SET PROBLEM :: Convert the listing below into a JSON list of strings, with one string per line and blank lines omitted.
─── THE INPUT
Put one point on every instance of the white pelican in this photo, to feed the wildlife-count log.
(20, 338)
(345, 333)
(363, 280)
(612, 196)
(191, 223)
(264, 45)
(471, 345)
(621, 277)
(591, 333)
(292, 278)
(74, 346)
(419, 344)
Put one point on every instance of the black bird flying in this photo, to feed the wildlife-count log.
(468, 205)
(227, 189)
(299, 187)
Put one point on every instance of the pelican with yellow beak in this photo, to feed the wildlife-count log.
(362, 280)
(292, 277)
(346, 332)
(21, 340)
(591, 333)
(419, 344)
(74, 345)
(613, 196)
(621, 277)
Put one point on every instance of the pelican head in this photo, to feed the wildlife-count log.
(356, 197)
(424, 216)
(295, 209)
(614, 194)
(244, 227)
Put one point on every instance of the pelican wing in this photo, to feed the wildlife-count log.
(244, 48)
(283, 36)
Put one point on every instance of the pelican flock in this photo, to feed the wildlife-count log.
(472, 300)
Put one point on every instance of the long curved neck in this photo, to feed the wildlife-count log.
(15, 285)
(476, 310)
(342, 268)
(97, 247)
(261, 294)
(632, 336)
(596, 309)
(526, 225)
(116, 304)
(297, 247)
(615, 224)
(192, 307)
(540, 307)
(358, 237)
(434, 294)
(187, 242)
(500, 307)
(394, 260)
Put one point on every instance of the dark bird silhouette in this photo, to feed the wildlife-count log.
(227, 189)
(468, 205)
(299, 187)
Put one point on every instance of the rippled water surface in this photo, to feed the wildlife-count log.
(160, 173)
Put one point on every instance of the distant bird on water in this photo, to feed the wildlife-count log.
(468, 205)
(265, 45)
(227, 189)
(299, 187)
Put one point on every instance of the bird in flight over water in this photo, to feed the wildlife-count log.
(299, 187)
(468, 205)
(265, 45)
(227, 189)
──────
ANSWER FOR THIS EXERCISE ::
[
  "Put one point on every instance of the white pelican in this photo, to feed the wildlife-count log.",
  "(20, 338)",
  "(345, 333)",
  "(363, 280)",
  "(612, 196)",
  "(191, 223)",
  "(264, 45)",
  "(471, 345)",
  "(621, 277)",
  "(591, 333)",
  "(292, 278)",
  "(74, 346)",
  "(419, 344)",
  "Put one point on every instance of the black bird flying in this photo, to feed the wildlife-count log.",
  "(468, 205)",
  "(227, 189)",
  "(299, 187)",
  "Put one point on every instance of the pelican with yellow beak in this photo, to feed the wildlife-count log.",
  "(362, 280)",
  "(292, 277)",
  "(346, 332)",
  "(21, 340)",
  "(591, 333)",
  "(419, 344)",
  "(74, 345)",
  "(613, 196)",
  "(621, 277)",
  "Put one point on every instance of the pelican head in this photo, to feed the wildlife-count log.",
  "(356, 197)",
  "(424, 216)",
  "(295, 209)",
  "(614, 194)",
  "(244, 227)",
  "Put one point on every instance of the pelican wing in this photo, to feed the wildlife-count log.",
  "(244, 48)",
  "(283, 36)",
  "Put one point on every instance of the pelican flock in this photo, to feed the wildlife-count log.",
  "(472, 300)",
  "Put one point on every instance of the long curved neck in this photo, to feed the wildlife-count log.",
  "(15, 285)",
  "(476, 310)",
  "(342, 268)",
  "(97, 247)",
  "(261, 294)",
  "(632, 336)",
  "(596, 309)",
  "(526, 225)",
  "(116, 304)",
  "(297, 247)",
  "(615, 224)",
  "(192, 307)",
  "(540, 307)",
  "(358, 237)",
  "(434, 294)",
  "(187, 242)",
  "(500, 307)",
  "(394, 260)",
  "Put one point on every instance of the dark bird silhouette in this photo, to feed the wildlife-count log.",
  "(227, 189)",
  "(468, 205)",
  "(299, 187)",
  "Put one point on every instance of the rippled water surface in this photo, to feed the wildlife-count log.",
  "(160, 173)",
  "Put one point on every instance of the distant bird on water in this photo, to feed the wildlife-count log.",
  "(468, 205)",
  "(265, 45)",
  "(227, 189)",
  "(299, 187)",
  "Put one point on every instance of the bird in flight over water in this photo, to feed the wildlife-count log.",
  "(299, 187)",
  "(468, 205)",
  "(265, 45)",
  "(227, 189)"
]